_EXERCISE BRIEF_:
Return the records exactly as they are.

(Phrase grounding data)

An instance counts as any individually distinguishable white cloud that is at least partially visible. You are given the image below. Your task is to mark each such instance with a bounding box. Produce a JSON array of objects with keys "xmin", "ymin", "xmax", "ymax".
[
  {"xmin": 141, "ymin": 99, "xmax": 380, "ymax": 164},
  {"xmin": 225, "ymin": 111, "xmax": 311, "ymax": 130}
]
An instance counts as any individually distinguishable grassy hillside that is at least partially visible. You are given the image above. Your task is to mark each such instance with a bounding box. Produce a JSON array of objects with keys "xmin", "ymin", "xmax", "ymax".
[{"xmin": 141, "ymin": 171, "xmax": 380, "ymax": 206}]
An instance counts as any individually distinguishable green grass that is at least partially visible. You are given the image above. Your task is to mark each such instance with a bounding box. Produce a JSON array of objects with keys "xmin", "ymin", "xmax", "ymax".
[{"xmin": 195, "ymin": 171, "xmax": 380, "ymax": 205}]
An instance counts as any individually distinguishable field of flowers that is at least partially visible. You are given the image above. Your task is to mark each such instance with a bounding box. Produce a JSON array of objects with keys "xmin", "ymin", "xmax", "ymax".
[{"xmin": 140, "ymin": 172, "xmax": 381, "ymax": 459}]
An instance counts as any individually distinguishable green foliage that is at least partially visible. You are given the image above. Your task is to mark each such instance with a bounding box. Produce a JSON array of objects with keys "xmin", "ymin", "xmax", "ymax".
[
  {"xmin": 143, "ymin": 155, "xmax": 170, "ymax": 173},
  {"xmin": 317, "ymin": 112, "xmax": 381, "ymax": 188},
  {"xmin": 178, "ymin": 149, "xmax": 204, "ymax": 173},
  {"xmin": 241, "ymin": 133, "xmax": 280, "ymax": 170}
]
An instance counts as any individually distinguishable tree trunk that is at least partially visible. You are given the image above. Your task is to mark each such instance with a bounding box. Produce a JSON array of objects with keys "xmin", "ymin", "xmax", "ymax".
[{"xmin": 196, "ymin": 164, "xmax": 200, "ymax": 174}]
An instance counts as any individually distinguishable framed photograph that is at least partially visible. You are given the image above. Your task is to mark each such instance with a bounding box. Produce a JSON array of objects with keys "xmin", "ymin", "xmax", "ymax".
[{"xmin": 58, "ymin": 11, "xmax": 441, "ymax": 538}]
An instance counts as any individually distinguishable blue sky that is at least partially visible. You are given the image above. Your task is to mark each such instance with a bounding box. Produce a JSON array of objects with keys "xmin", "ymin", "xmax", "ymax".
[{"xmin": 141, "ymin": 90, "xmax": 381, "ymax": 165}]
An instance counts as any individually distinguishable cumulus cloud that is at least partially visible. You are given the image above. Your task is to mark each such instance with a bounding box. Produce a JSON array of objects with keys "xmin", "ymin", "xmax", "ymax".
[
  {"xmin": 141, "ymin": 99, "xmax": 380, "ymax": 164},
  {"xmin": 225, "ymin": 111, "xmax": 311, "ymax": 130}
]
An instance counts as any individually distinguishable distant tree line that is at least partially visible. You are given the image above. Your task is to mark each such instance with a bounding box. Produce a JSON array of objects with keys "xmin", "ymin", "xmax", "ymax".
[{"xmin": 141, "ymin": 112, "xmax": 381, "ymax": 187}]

_RESULT_:
An instance counts as any individually distinguishable white cloud that is at least partially visible. You are given the image below. Your task is to mark each such instance with a bounding box. Produce a JSON array of objects with keys "xmin", "ymin", "xmax", "ymax".
[
  {"xmin": 141, "ymin": 99, "xmax": 380, "ymax": 164},
  {"xmin": 225, "ymin": 111, "xmax": 311, "ymax": 130}
]
An instance counts as any individually distinguishable grassy hillside that is at least partially visible. You are given the image above. Your task is to mark each such instance with a bounding box. Produce a JSON array of objects with keys "xmin", "ymin", "xmax", "ymax".
[{"xmin": 141, "ymin": 171, "xmax": 380, "ymax": 206}]
An instance counts as any individually distinguishable green grass that is at least partially visible. You are given the image above. Your task is to mark each such instance with a bounding box. Produce a JSON array of objects with keys "xmin", "ymin", "xmax", "ymax".
[{"xmin": 195, "ymin": 171, "xmax": 380, "ymax": 205}]
An instance counts as any individually distinguishable field of flowers that is at least partially visible. You are given the image above. Your task is to mark each such instance with a bounding box. Produce a JSON array of objects with keys "xmin", "ymin", "xmax", "ymax".
[{"xmin": 140, "ymin": 172, "xmax": 381, "ymax": 459}]
An instance counts as any individually distinguishable green foliage that is at least partially visible. You are given the image above. Your task is to mark each such instance with a bounding box. Produce a JSON array of objects with keys "xmin", "ymin", "xmax", "ymax".
[
  {"xmin": 143, "ymin": 155, "xmax": 170, "ymax": 173},
  {"xmin": 317, "ymin": 112, "xmax": 381, "ymax": 188},
  {"xmin": 178, "ymin": 149, "xmax": 204, "ymax": 173},
  {"xmin": 241, "ymin": 133, "xmax": 280, "ymax": 170}
]
An instance counts as any individually distinguishable tree trunk that is at least partially visible. You are given the image above. Your task is to mark each such instance with a bounding box. Produce a JSON array of objects with keys "xmin", "ymin", "xmax", "ymax".
[{"xmin": 196, "ymin": 164, "xmax": 200, "ymax": 174}]
An instance counts as any individually distinguishable framed photograph that is at least partially visible. You are given the image above. Your task is to mark each such instance with a bounding box. Produce a JSON array of objects with keys "xmin", "ymin", "xmax", "ymax".
[{"xmin": 58, "ymin": 11, "xmax": 441, "ymax": 538}]
An instance counts as any individually distinguishable blue sky that is at least partially visible. You are given the image above. Your task is to mark each such instance with a bounding box. Produce a JSON array of objects with keys "xmin", "ymin", "xmax", "ymax".
[{"xmin": 141, "ymin": 90, "xmax": 381, "ymax": 165}]
An instance counts as any individually distinguishable cumulus cloud that is at least partially visible. You are given the image above. Your task is to mark each such instance with a bounding box. Produce a JSON array of objects with keys "xmin", "ymin", "xmax", "ymax".
[
  {"xmin": 141, "ymin": 99, "xmax": 380, "ymax": 164},
  {"xmin": 225, "ymin": 111, "xmax": 311, "ymax": 130}
]
An instance counts as any individually distinguishable distant tree line that is at least partially visible. You are given the image above. Your task is to mark each such instance with a bounding box. Produce a JSON array of objects with keys "xmin", "ymin", "xmax", "ymax".
[{"xmin": 141, "ymin": 112, "xmax": 381, "ymax": 187}]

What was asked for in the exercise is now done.